### TEXT UNDER STUDY
►

Figures 3 and 4 show the results of the disruption on HIV related deaths. Our predicted disruption in the HIV services in the ‘No Action’ scenario mainly results from the health system experiencing a period of ’Extremely High’ demand which leads to some persons having their ART interrupted and thus an immediate increase in AIDS deaths. There remains an elevation in AIDS deaths after the period of disruption due to a combination of factors: some of those with their ART interrupted will have progressed to AIDS in that time and die later (despite ART being reinitiated); others that should have been initiated on ART will have been delayed on ART and progressed to a point where the ART gives less favourable survival outcomes; and, there is a substantial increase in HIV incidence during the disruption (due to reduced VMMC, condom use, and viral suppression) which will translate into additional AIDS deaths in later years. As a result, a substantial part of the impact on HIV will occur in the years following the disruption and the consequences of increases in new infections would continue for decades.

Under the ‘Mitigation’ scenario we predict a much lesser impact because there is no period of‘Extremely High’ demand on the health-system and so the worst outcomes of ART interruptions are avoided. In addition, during the period of ‘Mitigation’ interventions, the rate of new HIV infections does not increase substantially, despite there being no VMMC or PrEP services at that time, due to there being fewer contacts outside the home. There may however be differential changes to risks for key populations (e.g. female sex workers) that are not fully explored here.

◄

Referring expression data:
►

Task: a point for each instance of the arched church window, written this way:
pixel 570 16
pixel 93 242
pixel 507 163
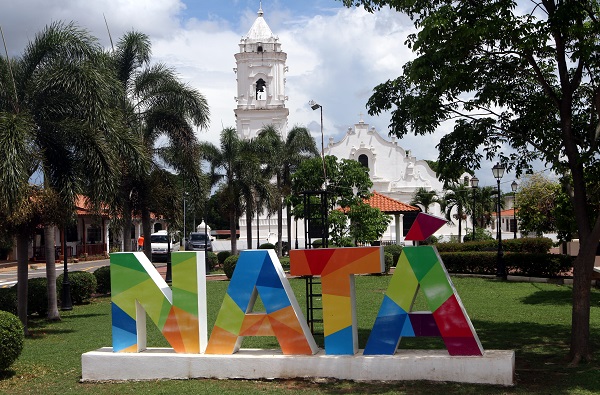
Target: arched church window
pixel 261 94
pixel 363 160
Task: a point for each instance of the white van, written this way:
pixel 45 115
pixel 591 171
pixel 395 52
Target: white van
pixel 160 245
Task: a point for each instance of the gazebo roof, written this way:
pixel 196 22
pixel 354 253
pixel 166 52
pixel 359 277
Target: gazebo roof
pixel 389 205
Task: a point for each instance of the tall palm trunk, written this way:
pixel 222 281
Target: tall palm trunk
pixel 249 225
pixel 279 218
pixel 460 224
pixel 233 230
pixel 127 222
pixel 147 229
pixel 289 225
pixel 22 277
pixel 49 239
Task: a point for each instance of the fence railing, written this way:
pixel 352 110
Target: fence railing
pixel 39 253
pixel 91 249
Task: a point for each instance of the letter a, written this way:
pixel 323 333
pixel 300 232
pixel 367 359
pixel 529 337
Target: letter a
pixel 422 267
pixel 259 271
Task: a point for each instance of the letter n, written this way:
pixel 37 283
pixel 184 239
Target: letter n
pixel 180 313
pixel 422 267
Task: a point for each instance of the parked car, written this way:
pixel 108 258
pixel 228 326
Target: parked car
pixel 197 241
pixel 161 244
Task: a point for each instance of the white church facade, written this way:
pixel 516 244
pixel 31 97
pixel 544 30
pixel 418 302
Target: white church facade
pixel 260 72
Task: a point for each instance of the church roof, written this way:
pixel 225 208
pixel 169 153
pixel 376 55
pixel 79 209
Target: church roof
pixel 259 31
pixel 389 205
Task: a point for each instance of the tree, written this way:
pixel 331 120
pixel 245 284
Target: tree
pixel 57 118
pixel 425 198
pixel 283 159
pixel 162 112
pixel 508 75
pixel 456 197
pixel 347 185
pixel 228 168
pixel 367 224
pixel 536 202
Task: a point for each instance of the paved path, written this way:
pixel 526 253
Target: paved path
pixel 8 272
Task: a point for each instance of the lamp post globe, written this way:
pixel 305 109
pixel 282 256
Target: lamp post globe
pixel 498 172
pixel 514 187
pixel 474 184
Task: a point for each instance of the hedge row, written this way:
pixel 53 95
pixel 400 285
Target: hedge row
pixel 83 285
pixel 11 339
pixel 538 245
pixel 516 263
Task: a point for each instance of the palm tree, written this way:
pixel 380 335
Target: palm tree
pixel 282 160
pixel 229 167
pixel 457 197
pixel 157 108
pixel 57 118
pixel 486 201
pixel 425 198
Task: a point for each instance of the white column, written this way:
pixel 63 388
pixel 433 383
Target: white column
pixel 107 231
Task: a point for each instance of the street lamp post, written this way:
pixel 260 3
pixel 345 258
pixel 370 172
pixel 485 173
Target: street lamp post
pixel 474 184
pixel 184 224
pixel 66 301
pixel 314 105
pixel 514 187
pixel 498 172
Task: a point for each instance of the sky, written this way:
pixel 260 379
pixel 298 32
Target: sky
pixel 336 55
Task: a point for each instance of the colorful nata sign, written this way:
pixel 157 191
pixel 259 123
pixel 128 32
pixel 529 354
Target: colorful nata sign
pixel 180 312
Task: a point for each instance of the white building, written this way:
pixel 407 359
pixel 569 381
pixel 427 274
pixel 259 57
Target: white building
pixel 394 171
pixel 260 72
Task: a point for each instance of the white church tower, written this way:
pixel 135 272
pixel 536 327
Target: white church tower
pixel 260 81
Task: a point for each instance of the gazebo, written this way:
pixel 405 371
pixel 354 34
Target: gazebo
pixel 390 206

◄
►

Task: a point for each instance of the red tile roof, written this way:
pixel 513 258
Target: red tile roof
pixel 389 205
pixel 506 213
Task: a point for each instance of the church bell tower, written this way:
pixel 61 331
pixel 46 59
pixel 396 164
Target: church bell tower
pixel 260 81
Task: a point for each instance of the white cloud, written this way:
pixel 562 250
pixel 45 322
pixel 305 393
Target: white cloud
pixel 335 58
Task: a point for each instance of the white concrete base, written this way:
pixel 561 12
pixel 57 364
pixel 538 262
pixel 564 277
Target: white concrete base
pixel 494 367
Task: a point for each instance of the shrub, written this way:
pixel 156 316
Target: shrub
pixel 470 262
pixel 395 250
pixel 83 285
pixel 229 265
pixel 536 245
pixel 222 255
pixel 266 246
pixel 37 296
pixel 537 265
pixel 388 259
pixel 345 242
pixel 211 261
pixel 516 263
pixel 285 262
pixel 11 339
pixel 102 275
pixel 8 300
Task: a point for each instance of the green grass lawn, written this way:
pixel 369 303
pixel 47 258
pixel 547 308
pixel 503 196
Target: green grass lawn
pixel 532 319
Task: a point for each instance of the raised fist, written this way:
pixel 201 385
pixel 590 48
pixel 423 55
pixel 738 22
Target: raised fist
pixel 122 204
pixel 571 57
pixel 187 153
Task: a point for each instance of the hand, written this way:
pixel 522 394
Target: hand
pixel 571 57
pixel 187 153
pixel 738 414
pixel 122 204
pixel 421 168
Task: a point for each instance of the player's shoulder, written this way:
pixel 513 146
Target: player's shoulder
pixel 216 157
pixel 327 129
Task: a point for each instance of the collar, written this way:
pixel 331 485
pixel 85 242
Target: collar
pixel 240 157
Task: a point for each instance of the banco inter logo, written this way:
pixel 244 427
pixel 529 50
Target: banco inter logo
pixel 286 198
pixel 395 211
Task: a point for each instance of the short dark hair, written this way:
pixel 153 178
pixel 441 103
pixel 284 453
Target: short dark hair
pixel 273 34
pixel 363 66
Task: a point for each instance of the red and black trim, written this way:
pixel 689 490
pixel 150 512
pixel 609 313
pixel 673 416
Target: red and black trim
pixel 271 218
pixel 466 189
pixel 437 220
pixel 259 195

◄

### PROBLEM SET
[1] Rewrite the paragraph of the text on HIV service disruption that begins "Under the ‘Mitigation’ scenario" in shorter form, keeping its main facts.
[2] According to the text on HIV service disruption, what reductions cause the substantial increase in HIV incidence during the disruption?
[3] Duplicate the part of the text on HIV service disruption from "Under the ‘Mitigation’" up to and including "fully explored here.".

### PROBLEM SOLUTIONS
[1] The ‘Mitigation’ scenario is predicted to have a much smaller impact. With no period of ‘Extremely High’ health-system demand, the worst outcomes of ART interruptions are avoided. During the mitigation period, new HIV infections do not rise substantially, even without VMMC or PrEP services, because there are fewer contacts outside the home. Key populations such as female sex workers may face differential changes in risk, which are not fully explored.

[2] Reduced VMMC, condom use, and viral suppression.

[3]
Under the ‘Mitigation’ scenario we predict a much lesser impact because there is no period of‘Extremely High’ demand on the health-system and so the worst outcomes of ART interruptions are avoided. In addition, during the period of ‘Mitigation’ interventions, the rate of new HIV infections does not increase substantially, despite there being no VMMC or PrEP services at that time, due to there being fewer contacts outside the home. There may however be differential changes to risks for key populations (e.g. female sex workers) that are not fully explored here.